Task requirements
Please rewrite the entries starting at the line that contains "Would you mind marking the mooring" and ending at the line that contains "(1078, 617)", replacing each "boat" with "vessel" and leaving everything else unchanged.

___ Listing

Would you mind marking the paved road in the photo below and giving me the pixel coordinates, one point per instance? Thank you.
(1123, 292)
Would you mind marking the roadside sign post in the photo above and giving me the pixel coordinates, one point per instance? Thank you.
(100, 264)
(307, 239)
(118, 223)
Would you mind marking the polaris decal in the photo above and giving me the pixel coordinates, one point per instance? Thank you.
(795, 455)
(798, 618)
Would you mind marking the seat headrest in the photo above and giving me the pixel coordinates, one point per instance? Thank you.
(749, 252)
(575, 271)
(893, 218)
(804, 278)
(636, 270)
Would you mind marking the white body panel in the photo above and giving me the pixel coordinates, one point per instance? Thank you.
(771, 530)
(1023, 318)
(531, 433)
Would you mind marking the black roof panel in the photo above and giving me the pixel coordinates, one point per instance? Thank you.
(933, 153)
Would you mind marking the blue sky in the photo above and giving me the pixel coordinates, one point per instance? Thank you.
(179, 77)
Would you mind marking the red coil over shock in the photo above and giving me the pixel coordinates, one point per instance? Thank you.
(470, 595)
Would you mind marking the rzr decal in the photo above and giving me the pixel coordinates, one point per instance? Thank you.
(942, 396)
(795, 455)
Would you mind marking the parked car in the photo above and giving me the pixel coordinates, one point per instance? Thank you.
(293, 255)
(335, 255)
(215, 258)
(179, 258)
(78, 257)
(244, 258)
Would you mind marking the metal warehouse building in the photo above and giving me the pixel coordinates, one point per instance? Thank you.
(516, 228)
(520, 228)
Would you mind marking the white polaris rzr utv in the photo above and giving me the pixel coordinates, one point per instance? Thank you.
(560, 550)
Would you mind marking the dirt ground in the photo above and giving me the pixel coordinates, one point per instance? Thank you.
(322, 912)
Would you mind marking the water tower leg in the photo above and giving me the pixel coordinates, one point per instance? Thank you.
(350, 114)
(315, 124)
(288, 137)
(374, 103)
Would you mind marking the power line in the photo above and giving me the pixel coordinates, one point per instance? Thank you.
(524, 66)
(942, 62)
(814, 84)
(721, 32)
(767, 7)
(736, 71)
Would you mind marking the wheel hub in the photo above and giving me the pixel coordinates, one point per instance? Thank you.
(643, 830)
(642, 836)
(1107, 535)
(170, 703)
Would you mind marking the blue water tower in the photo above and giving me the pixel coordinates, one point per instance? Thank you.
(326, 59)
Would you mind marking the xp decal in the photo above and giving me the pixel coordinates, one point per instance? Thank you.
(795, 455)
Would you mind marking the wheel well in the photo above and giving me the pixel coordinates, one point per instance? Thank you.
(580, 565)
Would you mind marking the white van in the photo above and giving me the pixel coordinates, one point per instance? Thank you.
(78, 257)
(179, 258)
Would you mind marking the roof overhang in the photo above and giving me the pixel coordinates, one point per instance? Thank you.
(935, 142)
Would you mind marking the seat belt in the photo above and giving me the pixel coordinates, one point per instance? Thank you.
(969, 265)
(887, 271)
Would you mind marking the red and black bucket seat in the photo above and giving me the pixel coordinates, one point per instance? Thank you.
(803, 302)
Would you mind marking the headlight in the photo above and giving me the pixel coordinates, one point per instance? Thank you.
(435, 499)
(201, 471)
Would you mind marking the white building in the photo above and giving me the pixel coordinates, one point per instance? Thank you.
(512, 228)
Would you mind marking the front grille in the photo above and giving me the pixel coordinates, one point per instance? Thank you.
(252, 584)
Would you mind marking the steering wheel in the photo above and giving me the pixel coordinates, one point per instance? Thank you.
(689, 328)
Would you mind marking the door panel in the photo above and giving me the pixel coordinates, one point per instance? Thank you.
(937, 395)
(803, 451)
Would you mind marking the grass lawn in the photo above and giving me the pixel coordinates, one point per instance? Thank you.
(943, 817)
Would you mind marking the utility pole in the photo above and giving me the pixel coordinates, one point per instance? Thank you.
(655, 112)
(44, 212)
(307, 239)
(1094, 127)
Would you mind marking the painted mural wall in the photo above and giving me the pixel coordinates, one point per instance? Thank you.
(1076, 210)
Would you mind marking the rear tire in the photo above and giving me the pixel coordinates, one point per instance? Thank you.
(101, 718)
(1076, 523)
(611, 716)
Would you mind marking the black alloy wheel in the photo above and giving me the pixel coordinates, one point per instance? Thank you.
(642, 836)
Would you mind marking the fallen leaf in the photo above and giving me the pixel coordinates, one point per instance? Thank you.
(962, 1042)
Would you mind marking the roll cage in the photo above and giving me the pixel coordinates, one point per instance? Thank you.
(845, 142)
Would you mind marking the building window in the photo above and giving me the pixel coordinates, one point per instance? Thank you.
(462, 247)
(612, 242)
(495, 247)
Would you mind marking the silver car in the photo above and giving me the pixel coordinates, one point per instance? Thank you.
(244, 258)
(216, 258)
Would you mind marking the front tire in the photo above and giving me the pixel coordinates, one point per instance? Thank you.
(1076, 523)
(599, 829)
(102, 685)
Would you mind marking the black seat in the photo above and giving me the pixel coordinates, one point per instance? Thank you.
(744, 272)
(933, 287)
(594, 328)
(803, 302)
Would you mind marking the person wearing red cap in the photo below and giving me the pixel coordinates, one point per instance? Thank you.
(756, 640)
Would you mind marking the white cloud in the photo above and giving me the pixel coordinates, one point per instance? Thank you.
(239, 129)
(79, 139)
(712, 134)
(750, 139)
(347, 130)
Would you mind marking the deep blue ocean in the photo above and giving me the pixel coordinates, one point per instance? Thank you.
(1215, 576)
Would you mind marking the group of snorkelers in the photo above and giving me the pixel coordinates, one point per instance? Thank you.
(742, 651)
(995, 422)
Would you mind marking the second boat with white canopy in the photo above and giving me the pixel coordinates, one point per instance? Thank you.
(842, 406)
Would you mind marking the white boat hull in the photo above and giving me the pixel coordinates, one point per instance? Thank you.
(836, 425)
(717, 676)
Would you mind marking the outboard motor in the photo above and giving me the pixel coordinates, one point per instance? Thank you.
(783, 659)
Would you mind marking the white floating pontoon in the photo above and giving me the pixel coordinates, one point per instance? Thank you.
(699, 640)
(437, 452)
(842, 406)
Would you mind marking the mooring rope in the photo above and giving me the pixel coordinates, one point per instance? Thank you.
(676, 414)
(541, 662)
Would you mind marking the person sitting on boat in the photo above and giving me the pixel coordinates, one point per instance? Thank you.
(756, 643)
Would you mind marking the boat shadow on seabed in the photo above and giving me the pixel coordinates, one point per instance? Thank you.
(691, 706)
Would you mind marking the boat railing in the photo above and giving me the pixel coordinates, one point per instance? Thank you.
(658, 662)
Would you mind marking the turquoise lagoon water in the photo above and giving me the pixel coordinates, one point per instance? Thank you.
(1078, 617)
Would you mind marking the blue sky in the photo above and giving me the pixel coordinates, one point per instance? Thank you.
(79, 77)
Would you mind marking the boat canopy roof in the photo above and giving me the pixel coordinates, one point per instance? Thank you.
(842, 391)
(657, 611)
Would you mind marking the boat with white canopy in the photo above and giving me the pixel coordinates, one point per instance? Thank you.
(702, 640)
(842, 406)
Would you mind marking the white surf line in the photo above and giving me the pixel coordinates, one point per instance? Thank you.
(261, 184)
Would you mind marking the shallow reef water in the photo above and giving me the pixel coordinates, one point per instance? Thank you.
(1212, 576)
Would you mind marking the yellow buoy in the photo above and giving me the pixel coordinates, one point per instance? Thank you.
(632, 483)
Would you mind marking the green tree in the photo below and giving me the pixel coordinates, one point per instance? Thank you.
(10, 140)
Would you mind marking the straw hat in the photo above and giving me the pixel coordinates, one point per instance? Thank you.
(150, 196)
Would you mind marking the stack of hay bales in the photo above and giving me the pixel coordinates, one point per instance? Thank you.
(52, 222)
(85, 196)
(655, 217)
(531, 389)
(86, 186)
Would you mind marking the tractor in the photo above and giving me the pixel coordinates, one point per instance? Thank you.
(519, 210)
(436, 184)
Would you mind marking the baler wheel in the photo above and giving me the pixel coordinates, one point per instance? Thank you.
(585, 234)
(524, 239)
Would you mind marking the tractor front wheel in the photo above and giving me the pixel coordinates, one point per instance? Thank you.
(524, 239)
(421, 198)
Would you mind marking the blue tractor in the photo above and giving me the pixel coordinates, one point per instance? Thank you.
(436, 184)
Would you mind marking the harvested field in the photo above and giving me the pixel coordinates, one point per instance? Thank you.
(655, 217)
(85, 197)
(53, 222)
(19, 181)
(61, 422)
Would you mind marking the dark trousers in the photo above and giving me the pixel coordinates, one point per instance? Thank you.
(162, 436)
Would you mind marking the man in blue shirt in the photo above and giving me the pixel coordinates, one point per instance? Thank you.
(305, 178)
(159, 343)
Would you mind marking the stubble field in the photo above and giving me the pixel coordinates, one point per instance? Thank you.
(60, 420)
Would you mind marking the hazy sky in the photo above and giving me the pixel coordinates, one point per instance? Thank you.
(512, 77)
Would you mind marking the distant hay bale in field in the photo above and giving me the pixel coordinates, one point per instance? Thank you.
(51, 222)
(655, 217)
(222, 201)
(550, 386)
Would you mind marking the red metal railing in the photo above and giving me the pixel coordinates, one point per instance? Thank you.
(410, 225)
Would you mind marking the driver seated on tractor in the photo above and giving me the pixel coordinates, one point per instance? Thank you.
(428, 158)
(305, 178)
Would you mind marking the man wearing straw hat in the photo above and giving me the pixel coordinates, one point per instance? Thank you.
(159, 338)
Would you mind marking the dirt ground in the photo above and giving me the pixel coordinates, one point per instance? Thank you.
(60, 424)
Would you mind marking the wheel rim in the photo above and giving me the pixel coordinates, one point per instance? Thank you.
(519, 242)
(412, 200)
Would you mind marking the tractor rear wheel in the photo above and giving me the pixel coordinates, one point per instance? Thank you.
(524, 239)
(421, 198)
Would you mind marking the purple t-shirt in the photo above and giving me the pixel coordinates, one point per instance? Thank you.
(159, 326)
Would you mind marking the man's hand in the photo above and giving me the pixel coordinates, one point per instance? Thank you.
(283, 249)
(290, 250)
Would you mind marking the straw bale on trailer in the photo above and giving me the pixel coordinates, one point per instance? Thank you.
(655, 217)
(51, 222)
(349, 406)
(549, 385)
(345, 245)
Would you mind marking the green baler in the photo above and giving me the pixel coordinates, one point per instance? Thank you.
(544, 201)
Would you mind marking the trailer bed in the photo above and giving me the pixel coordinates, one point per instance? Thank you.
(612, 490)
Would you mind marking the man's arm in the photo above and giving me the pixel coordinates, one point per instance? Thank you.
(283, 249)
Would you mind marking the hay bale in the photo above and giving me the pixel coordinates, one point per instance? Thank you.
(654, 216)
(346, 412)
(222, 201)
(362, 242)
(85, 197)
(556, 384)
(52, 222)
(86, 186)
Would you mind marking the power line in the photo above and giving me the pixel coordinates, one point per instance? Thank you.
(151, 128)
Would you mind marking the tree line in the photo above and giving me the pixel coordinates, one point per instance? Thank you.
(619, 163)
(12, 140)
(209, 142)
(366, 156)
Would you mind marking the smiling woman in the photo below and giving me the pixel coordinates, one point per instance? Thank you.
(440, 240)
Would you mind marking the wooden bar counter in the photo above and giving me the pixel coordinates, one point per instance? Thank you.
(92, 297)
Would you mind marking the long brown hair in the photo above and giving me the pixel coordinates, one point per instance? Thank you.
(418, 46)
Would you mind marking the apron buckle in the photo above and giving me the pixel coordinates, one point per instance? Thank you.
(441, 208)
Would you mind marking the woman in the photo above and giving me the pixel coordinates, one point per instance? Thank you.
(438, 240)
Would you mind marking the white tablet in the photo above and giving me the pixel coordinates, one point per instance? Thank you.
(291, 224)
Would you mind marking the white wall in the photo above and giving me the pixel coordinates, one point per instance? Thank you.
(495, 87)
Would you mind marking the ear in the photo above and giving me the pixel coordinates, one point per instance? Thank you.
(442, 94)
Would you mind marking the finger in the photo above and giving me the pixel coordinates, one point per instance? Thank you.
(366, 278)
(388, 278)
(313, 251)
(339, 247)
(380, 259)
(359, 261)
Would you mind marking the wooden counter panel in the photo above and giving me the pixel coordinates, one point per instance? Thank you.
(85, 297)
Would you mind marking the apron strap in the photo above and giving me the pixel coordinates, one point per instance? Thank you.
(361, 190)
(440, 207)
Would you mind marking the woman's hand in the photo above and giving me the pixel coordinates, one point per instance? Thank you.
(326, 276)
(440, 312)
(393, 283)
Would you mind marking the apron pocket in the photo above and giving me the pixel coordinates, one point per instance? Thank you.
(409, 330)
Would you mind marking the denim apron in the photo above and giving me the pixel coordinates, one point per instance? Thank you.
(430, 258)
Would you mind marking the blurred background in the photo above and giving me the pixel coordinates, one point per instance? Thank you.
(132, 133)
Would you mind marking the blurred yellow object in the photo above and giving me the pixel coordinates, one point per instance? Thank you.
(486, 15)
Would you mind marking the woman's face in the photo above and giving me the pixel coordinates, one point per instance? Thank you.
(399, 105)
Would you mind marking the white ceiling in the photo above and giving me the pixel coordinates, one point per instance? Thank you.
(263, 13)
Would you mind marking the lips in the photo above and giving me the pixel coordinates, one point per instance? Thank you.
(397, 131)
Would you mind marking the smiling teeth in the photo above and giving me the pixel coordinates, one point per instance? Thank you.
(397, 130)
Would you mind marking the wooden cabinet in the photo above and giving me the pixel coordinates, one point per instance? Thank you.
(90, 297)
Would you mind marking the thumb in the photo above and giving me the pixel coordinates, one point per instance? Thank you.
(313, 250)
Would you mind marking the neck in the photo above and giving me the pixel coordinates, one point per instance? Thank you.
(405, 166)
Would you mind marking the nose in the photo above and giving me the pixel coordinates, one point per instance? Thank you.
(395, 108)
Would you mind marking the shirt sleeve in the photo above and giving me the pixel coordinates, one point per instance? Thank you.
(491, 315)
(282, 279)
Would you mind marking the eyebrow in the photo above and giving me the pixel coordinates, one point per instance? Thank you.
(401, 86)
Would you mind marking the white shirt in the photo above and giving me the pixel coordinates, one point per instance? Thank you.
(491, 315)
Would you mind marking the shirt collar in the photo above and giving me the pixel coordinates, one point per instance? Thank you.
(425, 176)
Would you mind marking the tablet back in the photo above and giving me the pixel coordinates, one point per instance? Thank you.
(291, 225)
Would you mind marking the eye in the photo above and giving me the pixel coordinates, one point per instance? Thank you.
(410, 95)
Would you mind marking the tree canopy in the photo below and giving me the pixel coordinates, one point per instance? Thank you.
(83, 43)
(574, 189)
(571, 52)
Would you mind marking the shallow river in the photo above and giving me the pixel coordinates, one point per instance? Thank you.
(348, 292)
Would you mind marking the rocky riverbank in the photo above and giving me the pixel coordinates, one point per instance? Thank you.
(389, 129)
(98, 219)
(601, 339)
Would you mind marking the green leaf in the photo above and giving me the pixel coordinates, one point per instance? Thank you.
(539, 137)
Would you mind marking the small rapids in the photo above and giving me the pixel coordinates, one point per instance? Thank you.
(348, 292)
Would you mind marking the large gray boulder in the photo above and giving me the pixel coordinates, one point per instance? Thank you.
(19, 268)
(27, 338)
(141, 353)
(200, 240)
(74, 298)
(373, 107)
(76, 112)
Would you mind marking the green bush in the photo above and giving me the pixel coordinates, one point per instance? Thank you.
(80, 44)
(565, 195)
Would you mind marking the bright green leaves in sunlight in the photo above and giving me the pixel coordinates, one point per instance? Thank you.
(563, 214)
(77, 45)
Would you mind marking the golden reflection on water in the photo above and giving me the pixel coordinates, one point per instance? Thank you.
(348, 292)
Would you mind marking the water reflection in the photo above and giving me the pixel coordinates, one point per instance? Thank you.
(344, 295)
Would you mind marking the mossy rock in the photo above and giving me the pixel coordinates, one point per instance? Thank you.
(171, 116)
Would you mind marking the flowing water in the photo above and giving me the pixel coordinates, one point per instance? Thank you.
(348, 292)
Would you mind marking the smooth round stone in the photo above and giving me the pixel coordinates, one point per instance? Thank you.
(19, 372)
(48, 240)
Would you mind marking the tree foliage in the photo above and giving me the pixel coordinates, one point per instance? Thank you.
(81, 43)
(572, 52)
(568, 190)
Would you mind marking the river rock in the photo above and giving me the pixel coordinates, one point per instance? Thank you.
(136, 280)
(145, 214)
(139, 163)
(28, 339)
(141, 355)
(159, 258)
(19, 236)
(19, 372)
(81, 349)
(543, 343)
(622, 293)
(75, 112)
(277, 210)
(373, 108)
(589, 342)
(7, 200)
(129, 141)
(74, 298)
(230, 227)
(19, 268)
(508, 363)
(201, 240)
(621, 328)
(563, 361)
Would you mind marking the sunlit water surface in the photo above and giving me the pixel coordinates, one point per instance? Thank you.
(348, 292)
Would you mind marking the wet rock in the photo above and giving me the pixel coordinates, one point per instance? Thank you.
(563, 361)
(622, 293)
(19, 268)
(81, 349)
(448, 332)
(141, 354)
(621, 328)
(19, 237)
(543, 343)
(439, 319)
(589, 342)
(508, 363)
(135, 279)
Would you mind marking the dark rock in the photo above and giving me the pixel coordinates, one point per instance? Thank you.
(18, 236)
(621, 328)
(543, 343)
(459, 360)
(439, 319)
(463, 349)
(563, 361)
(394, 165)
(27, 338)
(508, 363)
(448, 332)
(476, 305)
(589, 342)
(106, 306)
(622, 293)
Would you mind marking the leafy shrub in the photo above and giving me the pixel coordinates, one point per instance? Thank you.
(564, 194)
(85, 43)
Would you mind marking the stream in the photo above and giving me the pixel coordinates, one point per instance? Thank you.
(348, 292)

______

Complete answer
Would you mind marking the mooring rope in the photo above and giving me the pixel coordinates, one point per instance? Thank you.
(676, 414)
(541, 662)
Would you mind marking the person sitting on vessel in the photo above and giving me the pixel coordinates, one point per instance? Thank you.
(756, 643)
Would you mind marking the vessel shadow on seabed in the photo above and giving me the pixel coordinates, one point per instance? Thank you.
(691, 706)
Would you mind marking the vessel railing in the photo above and giving me the pixel coordinates, one point per instance? Thank you.
(658, 662)
Would you mind marking the turquoise lagoon water in the photo above and giving me the pixel coordinates, one point per instance? Thank you.
(1078, 617)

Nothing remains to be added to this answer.